==== EXTRACTED TEXT

Handbrake can use all 16 of my i7 threads just as well as a xeon could
I suspect they meant in terms of total workload; even with Handbrake you're probably not encoding 100% of the time and most consumer desktops aren't used for anything near as demanding as that. Traditionally if you require a machine for encoding and similar tasks you buy a workstation, but there's certainly less need for it these days.

For example my main working machine used to be a 2008 Mac Pro with 2x quad core 3.2ghz xeon CPUs and a Nvidia 8800 GT. I've since replaced it with a tiny system using an i7-4790T (quad core, eight threads, 45W with HD4600) which actually outperforms the Mac Pro at most tasks, and in areas where the Mac Pro does still have an edge it's only a small one. But that's the nature of the game these days; processors are getting so efficient you can do a lot with a system made from consumer grade components. That said, I'd hesitate to call an i7 desktop as "consumer" desktop, more like "prosumer" as you don't spend the money for an i7 unless you think you're going to need that kind of performance; even in gaming systems it's usually a waste of money, so things like video encoding are more suitable tasks for it, but they're not really regular consumer tasks.

========
==== DATASET CONTENT

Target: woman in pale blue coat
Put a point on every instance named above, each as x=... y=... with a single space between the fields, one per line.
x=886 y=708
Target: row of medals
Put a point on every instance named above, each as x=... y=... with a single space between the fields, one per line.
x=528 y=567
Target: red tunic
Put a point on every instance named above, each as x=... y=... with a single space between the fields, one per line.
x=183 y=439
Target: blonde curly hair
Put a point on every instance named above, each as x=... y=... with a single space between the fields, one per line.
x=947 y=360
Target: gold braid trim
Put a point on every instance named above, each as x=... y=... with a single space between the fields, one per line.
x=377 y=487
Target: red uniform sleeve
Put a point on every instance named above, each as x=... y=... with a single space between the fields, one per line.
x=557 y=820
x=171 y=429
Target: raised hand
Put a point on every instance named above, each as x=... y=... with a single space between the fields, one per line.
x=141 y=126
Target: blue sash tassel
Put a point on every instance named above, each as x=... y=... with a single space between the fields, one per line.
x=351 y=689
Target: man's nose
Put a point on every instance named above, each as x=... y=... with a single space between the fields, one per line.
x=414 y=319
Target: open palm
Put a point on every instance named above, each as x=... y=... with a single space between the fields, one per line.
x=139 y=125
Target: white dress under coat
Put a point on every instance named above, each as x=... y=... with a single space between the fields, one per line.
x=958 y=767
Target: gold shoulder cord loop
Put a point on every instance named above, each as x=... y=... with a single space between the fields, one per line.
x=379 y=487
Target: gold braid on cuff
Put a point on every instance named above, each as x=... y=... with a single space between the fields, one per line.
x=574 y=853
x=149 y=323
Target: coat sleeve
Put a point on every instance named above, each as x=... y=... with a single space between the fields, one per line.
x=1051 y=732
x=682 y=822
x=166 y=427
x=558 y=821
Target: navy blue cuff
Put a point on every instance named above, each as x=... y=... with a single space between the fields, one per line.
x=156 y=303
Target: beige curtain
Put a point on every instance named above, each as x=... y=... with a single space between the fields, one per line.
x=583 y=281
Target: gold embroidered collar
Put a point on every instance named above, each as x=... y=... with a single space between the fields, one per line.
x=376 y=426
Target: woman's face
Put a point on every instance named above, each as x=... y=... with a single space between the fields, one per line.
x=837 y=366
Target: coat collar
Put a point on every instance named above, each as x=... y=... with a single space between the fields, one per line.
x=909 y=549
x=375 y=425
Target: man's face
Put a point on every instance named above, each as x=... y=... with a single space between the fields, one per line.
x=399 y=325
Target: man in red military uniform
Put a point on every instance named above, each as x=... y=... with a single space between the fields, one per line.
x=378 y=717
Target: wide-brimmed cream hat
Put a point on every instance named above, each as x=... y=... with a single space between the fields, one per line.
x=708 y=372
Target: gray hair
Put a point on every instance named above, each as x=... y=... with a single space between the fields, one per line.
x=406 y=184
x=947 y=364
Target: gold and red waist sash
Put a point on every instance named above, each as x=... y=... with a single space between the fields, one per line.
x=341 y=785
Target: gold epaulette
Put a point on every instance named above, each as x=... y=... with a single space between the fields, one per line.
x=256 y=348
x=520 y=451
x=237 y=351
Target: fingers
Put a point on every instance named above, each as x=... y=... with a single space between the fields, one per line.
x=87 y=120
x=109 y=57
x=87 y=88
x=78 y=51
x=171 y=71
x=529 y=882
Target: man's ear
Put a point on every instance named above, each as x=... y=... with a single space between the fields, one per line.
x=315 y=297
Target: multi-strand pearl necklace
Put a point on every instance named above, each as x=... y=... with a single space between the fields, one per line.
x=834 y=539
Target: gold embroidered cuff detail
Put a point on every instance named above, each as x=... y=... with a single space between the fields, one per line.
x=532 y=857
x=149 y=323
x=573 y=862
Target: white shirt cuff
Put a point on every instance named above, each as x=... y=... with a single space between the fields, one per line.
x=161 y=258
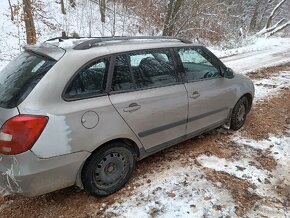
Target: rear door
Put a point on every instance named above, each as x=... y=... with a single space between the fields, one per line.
x=148 y=94
x=209 y=94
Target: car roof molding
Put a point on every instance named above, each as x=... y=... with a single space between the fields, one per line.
x=92 y=41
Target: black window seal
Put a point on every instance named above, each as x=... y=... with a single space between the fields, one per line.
x=208 y=54
x=77 y=98
x=127 y=53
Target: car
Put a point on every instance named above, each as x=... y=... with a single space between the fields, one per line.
x=82 y=111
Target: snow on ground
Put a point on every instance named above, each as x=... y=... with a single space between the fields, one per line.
x=271 y=86
x=254 y=45
x=265 y=181
x=179 y=190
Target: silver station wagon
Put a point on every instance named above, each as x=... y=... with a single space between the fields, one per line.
x=82 y=111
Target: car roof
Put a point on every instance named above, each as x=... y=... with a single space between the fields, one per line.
x=56 y=47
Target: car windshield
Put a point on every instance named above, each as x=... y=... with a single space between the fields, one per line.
x=20 y=76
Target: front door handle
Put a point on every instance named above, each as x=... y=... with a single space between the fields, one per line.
x=195 y=95
x=132 y=107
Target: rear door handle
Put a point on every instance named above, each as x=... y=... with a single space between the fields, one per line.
x=132 y=107
x=195 y=95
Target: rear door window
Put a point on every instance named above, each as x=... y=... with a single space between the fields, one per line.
x=197 y=65
x=90 y=81
x=144 y=69
x=20 y=76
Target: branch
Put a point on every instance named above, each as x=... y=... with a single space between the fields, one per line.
x=278 y=29
x=266 y=30
x=269 y=21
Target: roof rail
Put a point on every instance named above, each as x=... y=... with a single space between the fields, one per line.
x=94 y=40
x=61 y=38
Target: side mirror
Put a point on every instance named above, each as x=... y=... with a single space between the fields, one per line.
x=228 y=73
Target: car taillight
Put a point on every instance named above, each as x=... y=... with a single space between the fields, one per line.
x=20 y=133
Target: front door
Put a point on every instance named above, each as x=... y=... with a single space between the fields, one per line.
x=149 y=96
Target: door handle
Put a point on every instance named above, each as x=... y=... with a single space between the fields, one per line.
x=195 y=95
x=132 y=107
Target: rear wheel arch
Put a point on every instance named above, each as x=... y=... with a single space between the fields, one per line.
x=249 y=97
x=108 y=168
x=127 y=141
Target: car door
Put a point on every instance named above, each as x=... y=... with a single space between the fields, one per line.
x=149 y=96
x=209 y=93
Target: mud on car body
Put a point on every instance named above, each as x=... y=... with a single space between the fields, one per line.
x=82 y=111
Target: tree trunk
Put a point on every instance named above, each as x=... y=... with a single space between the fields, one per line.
x=102 y=5
x=171 y=17
x=29 y=22
x=72 y=3
x=11 y=10
x=253 y=23
x=62 y=7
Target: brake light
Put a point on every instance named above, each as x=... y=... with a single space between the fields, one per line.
x=20 y=133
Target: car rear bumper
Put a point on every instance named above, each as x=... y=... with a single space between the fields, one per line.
x=28 y=175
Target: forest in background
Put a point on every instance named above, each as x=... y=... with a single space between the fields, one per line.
x=208 y=21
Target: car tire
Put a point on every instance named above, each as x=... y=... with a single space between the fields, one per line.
x=239 y=114
x=108 y=170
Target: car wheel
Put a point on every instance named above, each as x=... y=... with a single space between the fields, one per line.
x=239 y=114
x=108 y=170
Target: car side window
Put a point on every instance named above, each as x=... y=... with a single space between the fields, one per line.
x=197 y=65
x=90 y=81
x=122 y=79
x=153 y=69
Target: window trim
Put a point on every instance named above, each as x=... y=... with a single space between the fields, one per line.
x=214 y=61
x=127 y=53
x=88 y=96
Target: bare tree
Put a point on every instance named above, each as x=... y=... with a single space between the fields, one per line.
x=29 y=22
x=102 y=6
x=270 y=29
x=72 y=3
x=62 y=7
x=11 y=10
x=171 y=16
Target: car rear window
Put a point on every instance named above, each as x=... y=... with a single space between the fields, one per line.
x=20 y=76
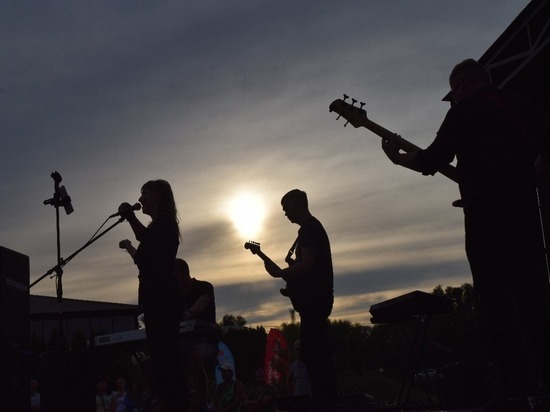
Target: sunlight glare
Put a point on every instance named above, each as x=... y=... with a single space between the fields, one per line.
x=247 y=212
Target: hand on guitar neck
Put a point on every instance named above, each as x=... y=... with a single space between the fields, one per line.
x=271 y=267
x=357 y=116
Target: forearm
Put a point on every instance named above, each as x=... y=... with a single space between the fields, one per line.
x=197 y=308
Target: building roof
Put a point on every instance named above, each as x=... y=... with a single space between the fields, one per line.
x=48 y=305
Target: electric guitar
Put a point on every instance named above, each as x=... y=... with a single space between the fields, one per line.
x=357 y=116
x=255 y=249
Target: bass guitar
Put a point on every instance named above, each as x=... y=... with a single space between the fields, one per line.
x=357 y=116
x=255 y=249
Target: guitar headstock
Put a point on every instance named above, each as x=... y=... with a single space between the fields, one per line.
x=355 y=115
x=254 y=247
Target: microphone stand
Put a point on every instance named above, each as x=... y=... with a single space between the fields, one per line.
x=60 y=198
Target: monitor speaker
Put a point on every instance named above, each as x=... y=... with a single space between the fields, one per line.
x=14 y=331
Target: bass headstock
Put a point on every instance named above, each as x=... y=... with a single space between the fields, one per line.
x=355 y=115
x=254 y=247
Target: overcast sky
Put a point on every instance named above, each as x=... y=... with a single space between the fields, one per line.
x=229 y=99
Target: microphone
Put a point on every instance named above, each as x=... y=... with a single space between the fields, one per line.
x=136 y=206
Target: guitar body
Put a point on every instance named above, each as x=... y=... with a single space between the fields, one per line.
x=290 y=291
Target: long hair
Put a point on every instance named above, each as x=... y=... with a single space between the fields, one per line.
x=167 y=204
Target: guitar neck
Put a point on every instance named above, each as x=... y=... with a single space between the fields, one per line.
x=265 y=258
x=447 y=171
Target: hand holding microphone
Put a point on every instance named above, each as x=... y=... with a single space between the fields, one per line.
x=125 y=210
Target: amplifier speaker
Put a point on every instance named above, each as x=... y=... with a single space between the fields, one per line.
x=14 y=331
x=68 y=383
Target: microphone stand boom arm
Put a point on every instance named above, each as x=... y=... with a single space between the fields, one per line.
x=62 y=262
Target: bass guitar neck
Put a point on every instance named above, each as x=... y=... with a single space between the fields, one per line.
x=357 y=116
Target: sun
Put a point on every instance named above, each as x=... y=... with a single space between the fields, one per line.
x=247 y=212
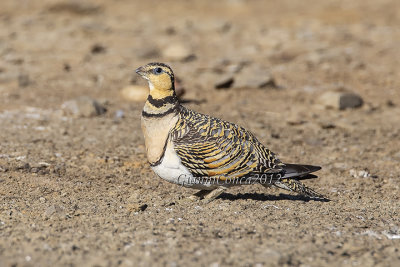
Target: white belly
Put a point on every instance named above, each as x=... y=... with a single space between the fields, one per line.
x=172 y=170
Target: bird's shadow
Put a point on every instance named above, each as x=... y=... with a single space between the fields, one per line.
x=265 y=197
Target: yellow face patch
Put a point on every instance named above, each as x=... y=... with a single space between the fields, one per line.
x=160 y=78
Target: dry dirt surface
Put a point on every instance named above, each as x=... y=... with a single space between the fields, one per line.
x=76 y=189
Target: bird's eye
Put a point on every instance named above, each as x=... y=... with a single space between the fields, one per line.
x=157 y=71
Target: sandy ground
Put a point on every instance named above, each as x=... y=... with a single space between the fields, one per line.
x=77 y=191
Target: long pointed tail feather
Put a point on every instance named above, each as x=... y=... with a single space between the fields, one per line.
x=301 y=172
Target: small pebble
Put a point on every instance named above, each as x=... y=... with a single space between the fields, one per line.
x=224 y=82
x=340 y=100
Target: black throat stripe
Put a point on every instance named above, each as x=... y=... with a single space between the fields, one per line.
x=158 y=103
x=174 y=109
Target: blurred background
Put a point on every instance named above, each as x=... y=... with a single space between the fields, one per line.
x=316 y=81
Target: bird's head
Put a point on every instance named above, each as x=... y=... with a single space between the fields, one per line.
x=160 y=78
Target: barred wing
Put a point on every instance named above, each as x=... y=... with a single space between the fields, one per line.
x=210 y=147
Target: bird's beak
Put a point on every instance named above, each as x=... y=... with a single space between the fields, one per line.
x=140 y=71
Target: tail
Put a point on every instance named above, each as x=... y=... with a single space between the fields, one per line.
x=301 y=172
x=300 y=188
x=295 y=172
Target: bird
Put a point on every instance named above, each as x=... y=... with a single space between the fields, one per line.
x=201 y=152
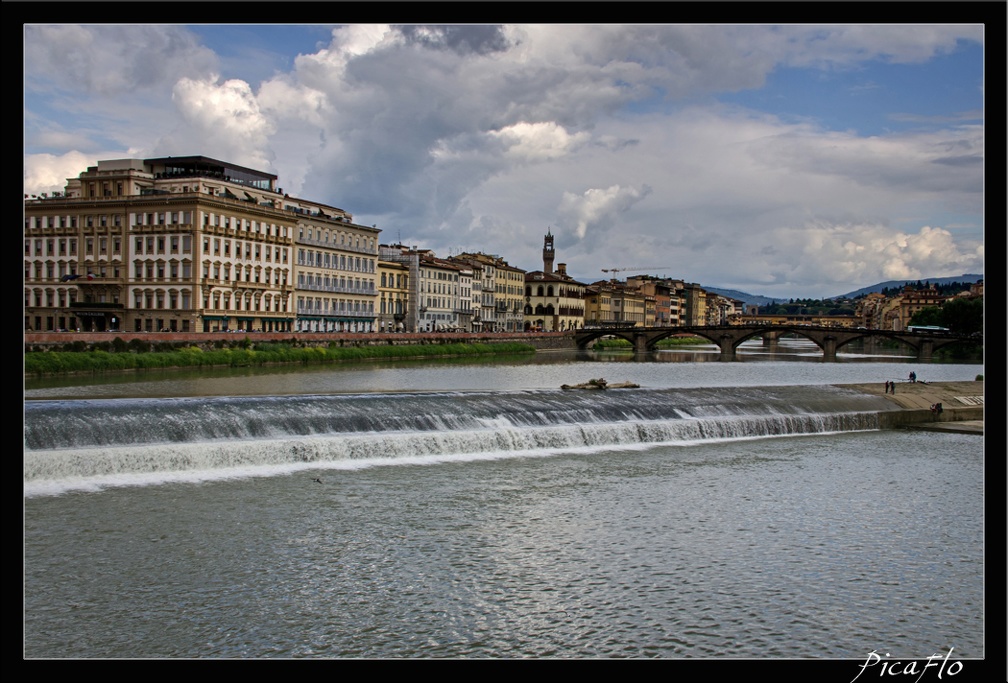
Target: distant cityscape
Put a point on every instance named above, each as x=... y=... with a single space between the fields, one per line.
x=195 y=244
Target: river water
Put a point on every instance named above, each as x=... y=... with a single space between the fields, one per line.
x=472 y=509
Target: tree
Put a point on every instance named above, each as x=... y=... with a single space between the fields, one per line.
x=963 y=315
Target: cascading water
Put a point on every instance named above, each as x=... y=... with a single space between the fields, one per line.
x=93 y=444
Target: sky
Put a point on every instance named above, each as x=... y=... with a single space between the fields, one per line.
x=782 y=160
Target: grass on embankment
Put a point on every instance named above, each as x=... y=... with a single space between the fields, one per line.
x=244 y=355
x=619 y=344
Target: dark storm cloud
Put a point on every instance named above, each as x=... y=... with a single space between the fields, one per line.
x=461 y=39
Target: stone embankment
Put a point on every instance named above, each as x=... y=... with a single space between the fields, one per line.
x=541 y=340
x=962 y=405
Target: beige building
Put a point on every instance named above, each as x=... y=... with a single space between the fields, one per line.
x=186 y=244
x=501 y=291
x=393 y=293
x=193 y=244
x=554 y=301
x=337 y=266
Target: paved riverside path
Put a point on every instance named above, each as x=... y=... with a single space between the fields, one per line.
x=962 y=403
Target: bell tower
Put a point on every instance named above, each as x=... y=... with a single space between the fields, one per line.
x=547 y=253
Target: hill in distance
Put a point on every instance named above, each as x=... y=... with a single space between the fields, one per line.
x=757 y=300
x=898 y=284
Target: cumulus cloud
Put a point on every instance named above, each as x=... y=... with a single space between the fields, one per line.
x=112 y=59
x=598 y=208
x=488 y=134
x=537 y=141
x=49 y=172
x=225 y=117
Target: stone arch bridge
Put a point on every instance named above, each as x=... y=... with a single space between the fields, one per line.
x=728 y=337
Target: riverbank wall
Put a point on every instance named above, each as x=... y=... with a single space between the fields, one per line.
x=962 y=405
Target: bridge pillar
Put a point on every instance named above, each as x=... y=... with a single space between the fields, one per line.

========

### DIRECTIVE 1
Reproduce the passage on i7 and Xeon processors word for word, starting at "For example my" and ending at "regular consumer tasks.".
### DIRECTIVE 2
Carry on the passage on i7 and Xeon processors, picking up after its final sentence.

### REPLY 1
For example my main working machine used to be a 2008 Mac Pro with 2x quad core 3.2ghz xeon CPUs and a Nvidia 8800 GT. I've since replaced it with a tiny system using an i7-4790T (quad core, eight threads, 45W with HD4600) which actually outperforms the Mac Pro at most tasks, and in areas where the Mac Pro does still have an edge it's only a small one. But that's the nature of the game these days; processors are getting so efficient you can do a lot with a system made from consumer grade components. That said, I'd hesitate to call an i7 desktop as "consumer" desktop, more like "prosumer" as you don't spend the money for an i7 unless you think you're going to need that kind of performance; even in gaming systems it's usually a waste of money, so things like video encoding are more suitable tasks for it, but they're not really regular consumer tasks.

### REPLY 2
But ehm… yeah, for the kinds of systems these xeon processors are for you're looking at close to maximum utilisation at all times, probably using some kind of virtualisation to run as many jobs as possible on as many systems are required to meet demand. That usually means pushing the minimum number of servers to their limits so you can let others sleep until demand increases.

Anyway, as much as I'd love a 24 core (48 thread) CPU I think the price is a little steep for me ;)

I wonder, is the decrease in PCIe lanes a result of the increased memory lanes?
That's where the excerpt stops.